What the task requires:
Reproduce the records below with "spot every instance" changed to "locate each occurrence" wherever it occurs, keeping every other part the same.

Data section:
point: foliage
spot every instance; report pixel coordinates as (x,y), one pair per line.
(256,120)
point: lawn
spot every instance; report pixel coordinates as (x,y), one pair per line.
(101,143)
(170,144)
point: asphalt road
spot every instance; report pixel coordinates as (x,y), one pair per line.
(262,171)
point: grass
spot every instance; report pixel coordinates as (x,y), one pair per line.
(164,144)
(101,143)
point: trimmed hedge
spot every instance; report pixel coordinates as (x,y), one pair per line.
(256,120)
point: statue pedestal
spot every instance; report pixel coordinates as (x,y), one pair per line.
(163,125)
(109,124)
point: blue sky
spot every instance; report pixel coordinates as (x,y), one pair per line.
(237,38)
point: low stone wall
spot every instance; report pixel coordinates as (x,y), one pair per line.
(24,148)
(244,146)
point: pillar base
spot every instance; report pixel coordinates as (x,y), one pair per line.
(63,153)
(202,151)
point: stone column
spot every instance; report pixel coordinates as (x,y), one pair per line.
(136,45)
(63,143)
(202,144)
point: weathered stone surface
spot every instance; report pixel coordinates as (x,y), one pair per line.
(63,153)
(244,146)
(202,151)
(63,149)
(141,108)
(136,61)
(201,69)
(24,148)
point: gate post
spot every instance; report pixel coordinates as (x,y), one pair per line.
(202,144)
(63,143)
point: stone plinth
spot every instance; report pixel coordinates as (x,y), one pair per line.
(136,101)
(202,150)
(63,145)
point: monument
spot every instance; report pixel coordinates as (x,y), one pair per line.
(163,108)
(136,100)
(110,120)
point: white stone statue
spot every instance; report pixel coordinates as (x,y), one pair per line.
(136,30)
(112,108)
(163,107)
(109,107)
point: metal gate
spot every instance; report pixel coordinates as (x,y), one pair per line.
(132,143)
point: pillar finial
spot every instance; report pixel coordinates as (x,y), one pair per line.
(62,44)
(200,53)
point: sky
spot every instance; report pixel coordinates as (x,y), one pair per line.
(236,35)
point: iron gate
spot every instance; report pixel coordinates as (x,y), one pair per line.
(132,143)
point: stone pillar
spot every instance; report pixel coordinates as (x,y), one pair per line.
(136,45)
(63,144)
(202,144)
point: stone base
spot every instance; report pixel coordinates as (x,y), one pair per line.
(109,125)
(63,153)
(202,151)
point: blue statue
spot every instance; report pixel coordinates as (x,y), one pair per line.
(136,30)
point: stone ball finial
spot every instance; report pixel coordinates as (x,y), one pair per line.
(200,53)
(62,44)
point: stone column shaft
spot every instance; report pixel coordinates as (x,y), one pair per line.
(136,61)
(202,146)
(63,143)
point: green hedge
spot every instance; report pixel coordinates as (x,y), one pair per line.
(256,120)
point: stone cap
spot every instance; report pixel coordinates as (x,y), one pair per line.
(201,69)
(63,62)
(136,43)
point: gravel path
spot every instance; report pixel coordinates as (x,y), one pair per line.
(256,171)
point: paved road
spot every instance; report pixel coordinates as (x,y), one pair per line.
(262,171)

Response:
point: foliage
locate each occurrence; report pixel coordinates as (x,y), one pair per line.
(256,120)
point: lawn
locate each occurrence; report pixel coordinates as (x,y), one pair per line.
(101,143)
(170,144)
point: asphalt road
locate each occurrence; report pixel coordinates as (x,y), one pair per line.
(262,171)
point: grass
locate each occurrence; report pixel coordinates as (x,y), one pair per line.
(164,144)
(101,143)
point: trimmed hedge
locate each occurrence; report pixel coordinates as (x,y), one pair per line.
(256,120)
point: statue pedestal
locate each occurrence; report pixel coordinates as (x,y), one pair per line.
(163,125)
(109,124)
point: blue sky
locate each occurrence; report pixel coordinates as (x,y), one pair per line.
(237,38)
point: low stone wall
locate each occurrence; report pixel coordinates as (x,y), one pair per line.
(24,148)
(244,146)
point: pillar base
locate each occurrence; report pixel coordinates as (x,y), one pair per line.
(63,153)
(202,151)
point: stone column
locate each occurrence; report pixel coordinates as (x,y), one pair per line.
(136,45)
(63,143)
(202,144)
point: weathered stone surface
locate each occurrence; report pixel coordinates as (x,y), one pair per line.
(63,153)
(244,146)
(202,151)
(63,149)
(141,108)
(136,61)
(201,69)
(24,148)
point: gate post
locate each occurrence; report pixel coordinates as (x,y), one pair per line.
(202,144)
(63,143)
point: stone plinth
locate each occurrence; report pixel coordinates as (x,y), one pair per line.
(136,101)
(202,150)
(63,145)
point: monument
locate each occurrence; report pixel coordinates as (x,y), one pair per line.
(163,108)
(136,100)
(110,120)
point: white stone statue
locate each occurrence; report pixel coordinates as (x,y), one pair per line.
(136,30)
(112,108)
(163,107)
(109,107)
point: metal gate
locate each occurrence; report pixel coordinates as (x,y), one pair per line.
(132,143)
point: pillar finial
locate each occurrence; report pixel coordinates as (x,y), one pair per line.
(62,44)
(200,53)
point: sky
locate each occurrence; report pixel coordinates as (x,y), one pair per line.
(236,35)
point: iron gate
locate each occurrence; report pixel coordinates as (x,y), one pair per line.
(132,143)
point: stone pillar
locate each occurrence; report pixel coordinates as (x,y), one pair per line.
(136,45)
(63,144)
(202,144)
point: stone base
locate each occurrence; report pixel coordinates as (x,y), one pair per line.
(109,125)
(63,153)
(202,151)
point: blue statue
locate each occurrence; report pixel coordinates as (x,y), one pair per line.
(136,30)
point: stone ball finial
locate each occurrence; report pixel coordinates as (x,y), one pair per line.
(200,53)
(62,44)
point: stone column shaft
locate each occurrence; report pixel coordinates as (x,y), one pair per line.
(136,61)
(202,146)
(63,143)
point: green hedge
locate each occurrence; report pixel coordinates as (x,y), one pair per line.
(256,120)
point: stone cap
locate each occurrence; report pixel coordinates as (x,y), one pair per line.
(201,69)
(63,62)
(136,43)
point: gravel path
locate each occurrence; report pixel coordinates as (x,y), one pair per line.
(256,171)
point: paved road
locate each occurrence; report pixel coordinates as (x,y), one pair per line.
(262,171)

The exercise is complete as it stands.